*** Block opens ***

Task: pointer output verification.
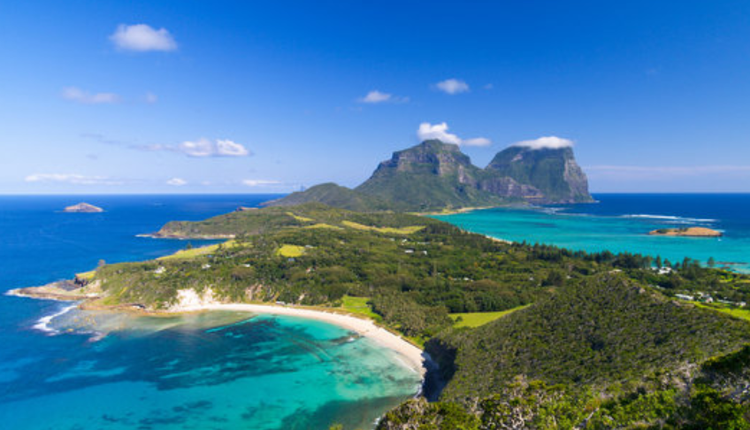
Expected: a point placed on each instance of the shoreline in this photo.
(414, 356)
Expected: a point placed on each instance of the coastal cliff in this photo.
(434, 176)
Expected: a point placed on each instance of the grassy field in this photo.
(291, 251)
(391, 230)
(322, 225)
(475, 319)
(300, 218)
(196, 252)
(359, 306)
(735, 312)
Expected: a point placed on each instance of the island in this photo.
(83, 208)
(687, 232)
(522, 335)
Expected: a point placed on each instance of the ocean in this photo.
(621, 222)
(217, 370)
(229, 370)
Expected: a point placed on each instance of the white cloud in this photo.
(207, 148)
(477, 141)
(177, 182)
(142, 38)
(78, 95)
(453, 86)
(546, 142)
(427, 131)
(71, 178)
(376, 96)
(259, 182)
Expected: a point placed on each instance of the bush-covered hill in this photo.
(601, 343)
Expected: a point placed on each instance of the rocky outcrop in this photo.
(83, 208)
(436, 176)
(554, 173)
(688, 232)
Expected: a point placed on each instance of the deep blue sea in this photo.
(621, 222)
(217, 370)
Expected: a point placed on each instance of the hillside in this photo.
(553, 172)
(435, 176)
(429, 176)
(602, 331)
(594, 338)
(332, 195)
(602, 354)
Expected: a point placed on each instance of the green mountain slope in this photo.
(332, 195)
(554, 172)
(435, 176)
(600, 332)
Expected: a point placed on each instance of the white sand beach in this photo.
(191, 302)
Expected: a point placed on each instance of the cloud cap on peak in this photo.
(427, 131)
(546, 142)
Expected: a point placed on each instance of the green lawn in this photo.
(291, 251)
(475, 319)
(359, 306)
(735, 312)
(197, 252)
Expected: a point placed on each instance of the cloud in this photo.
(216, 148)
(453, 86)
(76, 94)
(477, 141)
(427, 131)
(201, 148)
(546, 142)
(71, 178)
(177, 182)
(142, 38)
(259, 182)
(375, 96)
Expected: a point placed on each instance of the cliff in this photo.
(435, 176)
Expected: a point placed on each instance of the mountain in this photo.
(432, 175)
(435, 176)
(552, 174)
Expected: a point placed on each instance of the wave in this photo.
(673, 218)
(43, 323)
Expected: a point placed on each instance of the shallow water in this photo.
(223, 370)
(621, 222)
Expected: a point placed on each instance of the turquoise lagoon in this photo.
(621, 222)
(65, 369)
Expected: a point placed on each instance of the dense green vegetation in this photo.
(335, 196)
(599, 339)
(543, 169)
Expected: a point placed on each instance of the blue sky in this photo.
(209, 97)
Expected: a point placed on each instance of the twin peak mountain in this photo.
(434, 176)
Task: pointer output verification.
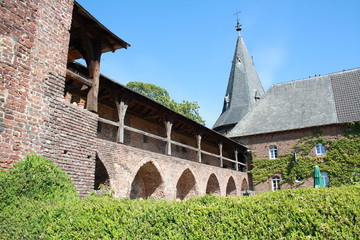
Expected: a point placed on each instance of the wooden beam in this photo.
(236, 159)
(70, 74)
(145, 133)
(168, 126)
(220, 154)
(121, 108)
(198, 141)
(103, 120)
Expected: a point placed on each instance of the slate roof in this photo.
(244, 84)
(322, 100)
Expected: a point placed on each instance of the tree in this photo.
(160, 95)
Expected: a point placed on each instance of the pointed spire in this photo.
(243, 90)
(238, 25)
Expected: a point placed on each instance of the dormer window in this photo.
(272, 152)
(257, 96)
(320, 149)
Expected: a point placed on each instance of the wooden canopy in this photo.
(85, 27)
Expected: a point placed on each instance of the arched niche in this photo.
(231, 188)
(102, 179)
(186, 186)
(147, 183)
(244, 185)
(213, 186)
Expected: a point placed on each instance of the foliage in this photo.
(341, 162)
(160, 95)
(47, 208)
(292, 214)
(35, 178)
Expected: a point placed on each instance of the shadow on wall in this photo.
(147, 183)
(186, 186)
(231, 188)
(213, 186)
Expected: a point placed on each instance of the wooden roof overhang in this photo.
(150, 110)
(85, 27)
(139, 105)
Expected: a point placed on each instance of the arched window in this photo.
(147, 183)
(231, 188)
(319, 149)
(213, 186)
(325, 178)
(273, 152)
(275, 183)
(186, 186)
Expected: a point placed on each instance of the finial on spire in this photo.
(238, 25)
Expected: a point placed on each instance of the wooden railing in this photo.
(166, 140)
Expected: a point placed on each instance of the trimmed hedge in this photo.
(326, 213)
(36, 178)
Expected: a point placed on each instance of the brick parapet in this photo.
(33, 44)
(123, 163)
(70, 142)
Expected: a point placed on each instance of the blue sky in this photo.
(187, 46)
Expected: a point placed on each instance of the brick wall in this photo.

*** Block closes ***

From the line that contains "Expected: a point placed on each instance of the shadow" to the last line of the data, write out each line exactly and add nothing.

Expected: a point placed on each instance of the shadow on wall in this photo.
(147, 183)
(186, 186)
(231, 188)
(213, 186)
Expected: a point placed on each instance of the wooden roof overhang in this photo.
(150, 110)
(85, 27)
(139, 105)
Expected: a point placed on each instance of the arched window in this photo.
(147, 183)
(231, 188)
(319, 149)
(213, 186)
(325, 178)
(273, 152)
(275, 183)
(186, 186)
Expected: a point placed on each instance of the finial on spire in this photo.
(238, 25)
Expected: a point placed on each instance of the wooden railing in this photo.
(166, 140)
Expected: a point placed on each instance of the trimmed hedge in this photo.
(326, 213)
(36, 178)
Expected: a point placed on each instance of the brick parapet in this photo.
(33, 44)
(123, 163)
(70, 142)
Expected: a point placed on each instance of the blue sky in this photo.
(187, 46)
Expected: a point placed on each instance of the brick wall in this photo.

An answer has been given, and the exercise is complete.